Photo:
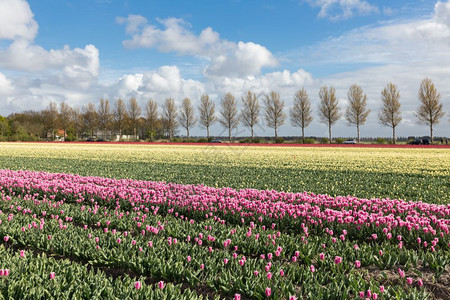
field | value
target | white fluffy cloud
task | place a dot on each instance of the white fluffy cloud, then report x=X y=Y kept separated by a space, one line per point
x=5 y=85
x=225 y=58
x=343 y=9
x=159 y=84
x=16 y=20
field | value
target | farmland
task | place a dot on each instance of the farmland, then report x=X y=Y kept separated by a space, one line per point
x=226 y=222
x=411 y=174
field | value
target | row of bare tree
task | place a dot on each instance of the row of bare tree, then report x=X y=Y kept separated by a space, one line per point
x=128 y=117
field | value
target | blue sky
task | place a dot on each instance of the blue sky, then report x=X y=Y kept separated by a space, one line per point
x=81 y=51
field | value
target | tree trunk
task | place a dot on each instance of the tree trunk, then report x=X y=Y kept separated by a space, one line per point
x=357 y=131
x=303 y=135
x=393 y=135
x=329 y=132
x=431 y=132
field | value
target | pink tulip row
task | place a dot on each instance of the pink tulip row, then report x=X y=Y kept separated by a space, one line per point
x=246 y=203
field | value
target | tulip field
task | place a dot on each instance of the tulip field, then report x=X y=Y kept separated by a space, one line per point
x=81 y=221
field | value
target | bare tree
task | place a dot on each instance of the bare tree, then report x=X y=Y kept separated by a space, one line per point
x=151 y=117
x=390 y=109
x=51 y=118
x=357 y=112
x=186 y=118
x=120 y=115
x=104 y=116
x=134 y=112
x=77 y=121
x=274 y=114
x=169 y=116
x=207 y=110
x=64 y=116
x=229 y=117
x=329 y=107
x=90 y=119
x=301 y=111
x=431 y=109
x=250 y=111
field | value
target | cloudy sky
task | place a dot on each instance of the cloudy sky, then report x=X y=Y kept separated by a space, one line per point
x=80 y=51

Exercise brief => Reproduce the listing above verbatim, every line and value unchanged, but omit the pictures from your output.

Solution to this task =>
Photo:
field | value
target | white fluffy cloud
task | place a dot on each instance of the white fluffy cloud, then report x=X y=Y kept separated by a space, one line per point
x=5 y=85
x=225 y=58
x=343 y=9
x=159 y=84
x=16 y=20
field | value
target | farmland
task | place a dot on each instance of the farmland, then report x=X y=Y kept separated by a space, one line per point
x=226 y=222
x=411 y=174
field | value
target | row of bare tree
task | place a dot on each instance of the row of bare tree, then report x=X y=Y kept separated by a space, one line per point
x=128 y=117
field | value
target | blue sky
task | place a dot on each instance of the blue sky, then report x=X y=Y kept separated by a space, one line per point
x=81 y=51
field | value
target | tree trunk
task | place a dot on each instance of the tree trunk, then report x=X y=Y kept separated by a space, one line per point
x=357 y=131
x=303 y=135
x=393 y=135
x=329 y=132
x=431 y=132
field | value
target | pink tulip row
task | place a dot on each instance of the pink tulip row, then report x=X y=Y kept separated by a space, one line per point
x=246 y=203
field | value
target | tulip field
task | place a dot on each instance of the tulip field, then report x=X y=Y kept separated by a space, one line per point
x=81 y=221
field | value
target | bare tree
task | place a dot on each instance of the bare tree, then report x=X y=Y kept separated by a space, one line per point
x=151 y=117
x=390 y=109
x=51 y=118
x=357 y=112
x=186 y=118
x=120 y=115
x=104 y=116
x=134 y=112
x=77 y=121
x=274 y=114
x=169 y=116
x=207 y=110
x=64 y=116
x=229 y=117
x=329 y=107
x=90 y=119
x=301 y=111
x=431 y=109
x=250 y=111
field | value
target | cloudy sky
task | place a dot on each instance of the cloudy sky, then report x=X y=Y kept separated by a space, one line per point
x=80 y=51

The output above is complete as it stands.